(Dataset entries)
──────────────────────────────

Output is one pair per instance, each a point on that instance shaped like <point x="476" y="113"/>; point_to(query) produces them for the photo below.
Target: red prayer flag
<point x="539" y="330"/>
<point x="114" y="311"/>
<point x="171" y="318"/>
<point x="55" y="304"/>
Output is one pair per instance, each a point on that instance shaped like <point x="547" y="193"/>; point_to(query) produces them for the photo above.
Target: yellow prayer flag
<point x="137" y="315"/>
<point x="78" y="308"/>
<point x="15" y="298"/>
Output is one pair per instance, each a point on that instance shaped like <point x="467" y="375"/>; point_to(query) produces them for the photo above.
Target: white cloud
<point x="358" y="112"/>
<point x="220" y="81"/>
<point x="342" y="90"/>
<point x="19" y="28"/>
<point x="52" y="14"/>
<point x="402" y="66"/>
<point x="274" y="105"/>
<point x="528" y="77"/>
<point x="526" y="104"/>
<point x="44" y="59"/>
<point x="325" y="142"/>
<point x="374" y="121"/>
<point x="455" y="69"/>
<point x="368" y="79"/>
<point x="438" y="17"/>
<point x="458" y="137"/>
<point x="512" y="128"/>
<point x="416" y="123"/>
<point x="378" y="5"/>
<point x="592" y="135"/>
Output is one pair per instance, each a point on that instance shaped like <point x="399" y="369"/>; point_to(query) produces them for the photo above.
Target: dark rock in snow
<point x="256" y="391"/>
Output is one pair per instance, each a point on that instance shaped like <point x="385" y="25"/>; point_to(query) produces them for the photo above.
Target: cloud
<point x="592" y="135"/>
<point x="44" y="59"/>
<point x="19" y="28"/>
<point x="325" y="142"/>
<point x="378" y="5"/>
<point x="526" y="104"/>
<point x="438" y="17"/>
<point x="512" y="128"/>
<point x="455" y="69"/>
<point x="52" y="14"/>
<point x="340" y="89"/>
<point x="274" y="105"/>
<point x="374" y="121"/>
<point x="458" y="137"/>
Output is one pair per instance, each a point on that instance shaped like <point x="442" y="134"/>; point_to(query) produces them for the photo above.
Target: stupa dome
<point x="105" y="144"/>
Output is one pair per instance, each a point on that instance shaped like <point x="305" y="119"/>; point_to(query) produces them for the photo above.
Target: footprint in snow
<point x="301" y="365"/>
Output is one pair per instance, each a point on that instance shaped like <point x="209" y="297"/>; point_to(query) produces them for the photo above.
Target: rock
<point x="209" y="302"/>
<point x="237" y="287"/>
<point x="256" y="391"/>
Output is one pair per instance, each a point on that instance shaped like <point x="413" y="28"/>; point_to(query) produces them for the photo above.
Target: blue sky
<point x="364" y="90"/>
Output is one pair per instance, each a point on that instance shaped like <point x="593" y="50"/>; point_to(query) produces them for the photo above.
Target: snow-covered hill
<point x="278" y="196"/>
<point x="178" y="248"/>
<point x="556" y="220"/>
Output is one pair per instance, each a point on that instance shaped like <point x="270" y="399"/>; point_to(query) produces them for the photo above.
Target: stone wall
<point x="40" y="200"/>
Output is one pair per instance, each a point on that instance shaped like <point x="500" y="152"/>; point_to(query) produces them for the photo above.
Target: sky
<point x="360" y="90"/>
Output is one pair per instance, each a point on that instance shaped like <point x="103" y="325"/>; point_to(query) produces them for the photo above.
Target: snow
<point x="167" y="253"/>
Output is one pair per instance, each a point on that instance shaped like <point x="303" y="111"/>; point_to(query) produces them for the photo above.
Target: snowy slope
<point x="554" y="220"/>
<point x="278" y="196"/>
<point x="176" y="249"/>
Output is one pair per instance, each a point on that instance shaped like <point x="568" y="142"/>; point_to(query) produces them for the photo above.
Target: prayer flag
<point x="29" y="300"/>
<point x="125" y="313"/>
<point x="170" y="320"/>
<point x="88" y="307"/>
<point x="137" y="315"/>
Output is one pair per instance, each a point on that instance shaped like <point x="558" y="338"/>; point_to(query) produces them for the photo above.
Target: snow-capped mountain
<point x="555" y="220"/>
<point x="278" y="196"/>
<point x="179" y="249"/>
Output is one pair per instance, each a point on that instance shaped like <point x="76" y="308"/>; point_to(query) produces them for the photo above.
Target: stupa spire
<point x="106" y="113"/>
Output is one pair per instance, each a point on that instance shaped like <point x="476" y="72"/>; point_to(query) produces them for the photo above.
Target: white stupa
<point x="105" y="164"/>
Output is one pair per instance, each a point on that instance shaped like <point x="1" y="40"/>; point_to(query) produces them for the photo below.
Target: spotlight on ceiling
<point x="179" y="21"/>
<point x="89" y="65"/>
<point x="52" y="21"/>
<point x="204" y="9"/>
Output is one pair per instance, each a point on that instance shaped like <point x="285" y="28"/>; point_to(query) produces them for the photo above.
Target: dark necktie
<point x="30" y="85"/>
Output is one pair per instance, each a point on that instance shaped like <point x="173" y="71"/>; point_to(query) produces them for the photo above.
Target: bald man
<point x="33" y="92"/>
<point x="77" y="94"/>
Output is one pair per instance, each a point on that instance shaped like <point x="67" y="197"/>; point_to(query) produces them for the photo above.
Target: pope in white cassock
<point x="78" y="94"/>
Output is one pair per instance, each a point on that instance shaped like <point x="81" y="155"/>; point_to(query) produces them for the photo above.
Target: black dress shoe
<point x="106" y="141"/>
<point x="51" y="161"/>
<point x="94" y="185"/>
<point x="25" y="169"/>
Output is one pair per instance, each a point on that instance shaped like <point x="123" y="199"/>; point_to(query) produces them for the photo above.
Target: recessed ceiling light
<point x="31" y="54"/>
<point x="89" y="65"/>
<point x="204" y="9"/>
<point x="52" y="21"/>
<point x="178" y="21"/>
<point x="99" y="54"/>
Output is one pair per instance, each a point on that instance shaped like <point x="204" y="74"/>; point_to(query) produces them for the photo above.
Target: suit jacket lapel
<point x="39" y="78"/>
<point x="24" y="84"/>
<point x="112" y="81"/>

──────────────────────────────

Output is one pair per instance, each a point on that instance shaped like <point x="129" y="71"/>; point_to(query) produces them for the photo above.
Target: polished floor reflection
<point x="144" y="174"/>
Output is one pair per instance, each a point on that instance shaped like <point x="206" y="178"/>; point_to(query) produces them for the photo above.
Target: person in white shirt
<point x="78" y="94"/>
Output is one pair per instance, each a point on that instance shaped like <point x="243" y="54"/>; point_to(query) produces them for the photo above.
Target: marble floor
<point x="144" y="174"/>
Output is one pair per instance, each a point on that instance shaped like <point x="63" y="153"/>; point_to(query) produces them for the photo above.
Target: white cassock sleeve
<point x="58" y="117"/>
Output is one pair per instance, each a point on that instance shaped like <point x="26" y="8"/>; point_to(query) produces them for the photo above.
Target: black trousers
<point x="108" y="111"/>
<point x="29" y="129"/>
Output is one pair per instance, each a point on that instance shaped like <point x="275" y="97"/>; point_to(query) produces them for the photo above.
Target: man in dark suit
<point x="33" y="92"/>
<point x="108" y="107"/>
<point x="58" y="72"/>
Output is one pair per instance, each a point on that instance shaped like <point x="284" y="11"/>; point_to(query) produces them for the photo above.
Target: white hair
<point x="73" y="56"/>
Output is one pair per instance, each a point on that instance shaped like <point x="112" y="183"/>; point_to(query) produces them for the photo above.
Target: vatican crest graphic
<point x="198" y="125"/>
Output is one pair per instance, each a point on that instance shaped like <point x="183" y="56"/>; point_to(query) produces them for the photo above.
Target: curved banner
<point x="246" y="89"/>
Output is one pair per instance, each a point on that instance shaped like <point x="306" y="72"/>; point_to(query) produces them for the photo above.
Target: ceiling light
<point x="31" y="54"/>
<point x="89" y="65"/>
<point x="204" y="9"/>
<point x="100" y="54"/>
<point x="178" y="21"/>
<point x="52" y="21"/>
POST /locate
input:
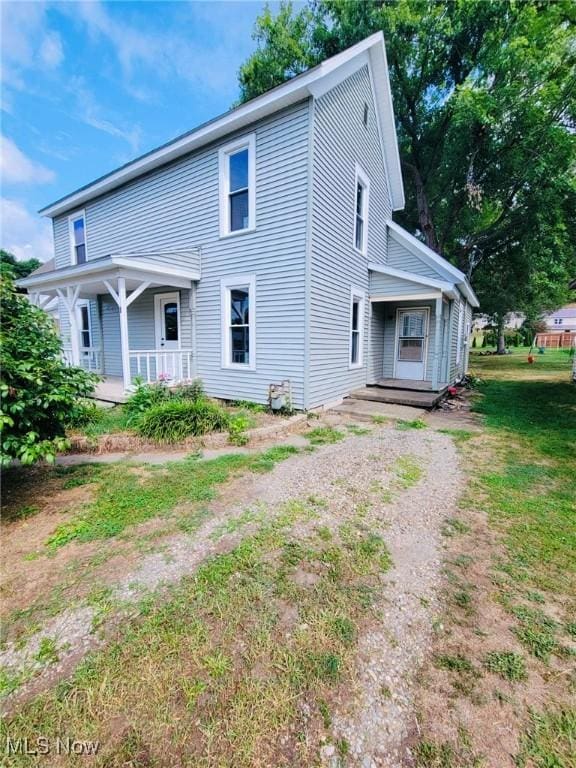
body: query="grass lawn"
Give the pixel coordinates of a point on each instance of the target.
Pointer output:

──────────────────────────────

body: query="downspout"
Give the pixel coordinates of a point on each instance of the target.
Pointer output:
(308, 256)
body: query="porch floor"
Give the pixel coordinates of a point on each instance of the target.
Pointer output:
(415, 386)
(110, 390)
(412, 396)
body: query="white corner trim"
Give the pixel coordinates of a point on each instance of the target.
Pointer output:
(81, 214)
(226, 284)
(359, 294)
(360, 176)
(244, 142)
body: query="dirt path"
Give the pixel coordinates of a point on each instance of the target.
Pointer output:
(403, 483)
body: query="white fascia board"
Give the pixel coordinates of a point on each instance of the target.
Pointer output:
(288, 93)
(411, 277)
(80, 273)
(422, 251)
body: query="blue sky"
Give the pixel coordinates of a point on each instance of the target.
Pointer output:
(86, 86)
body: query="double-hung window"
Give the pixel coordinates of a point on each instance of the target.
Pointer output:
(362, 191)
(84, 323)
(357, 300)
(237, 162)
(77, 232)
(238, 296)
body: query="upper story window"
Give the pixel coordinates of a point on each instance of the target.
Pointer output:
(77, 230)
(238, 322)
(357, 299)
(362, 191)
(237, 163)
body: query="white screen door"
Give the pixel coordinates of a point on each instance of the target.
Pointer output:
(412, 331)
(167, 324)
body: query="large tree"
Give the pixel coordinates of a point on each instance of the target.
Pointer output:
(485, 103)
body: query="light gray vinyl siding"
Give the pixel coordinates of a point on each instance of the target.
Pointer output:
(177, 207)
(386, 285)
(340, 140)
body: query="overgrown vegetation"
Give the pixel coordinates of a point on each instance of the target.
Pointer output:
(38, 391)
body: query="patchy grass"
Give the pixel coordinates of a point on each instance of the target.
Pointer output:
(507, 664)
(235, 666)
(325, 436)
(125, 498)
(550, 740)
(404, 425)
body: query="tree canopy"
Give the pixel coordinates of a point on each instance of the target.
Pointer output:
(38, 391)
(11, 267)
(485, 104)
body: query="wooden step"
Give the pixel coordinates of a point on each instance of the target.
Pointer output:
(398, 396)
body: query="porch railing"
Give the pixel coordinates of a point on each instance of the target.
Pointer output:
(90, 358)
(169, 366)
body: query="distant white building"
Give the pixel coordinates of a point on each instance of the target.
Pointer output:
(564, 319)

──────────────────────────────

All lines of the data above that include the word "tree" must be shown.

SOLUTION:
body: query="large tree"
body: query="tree canopy"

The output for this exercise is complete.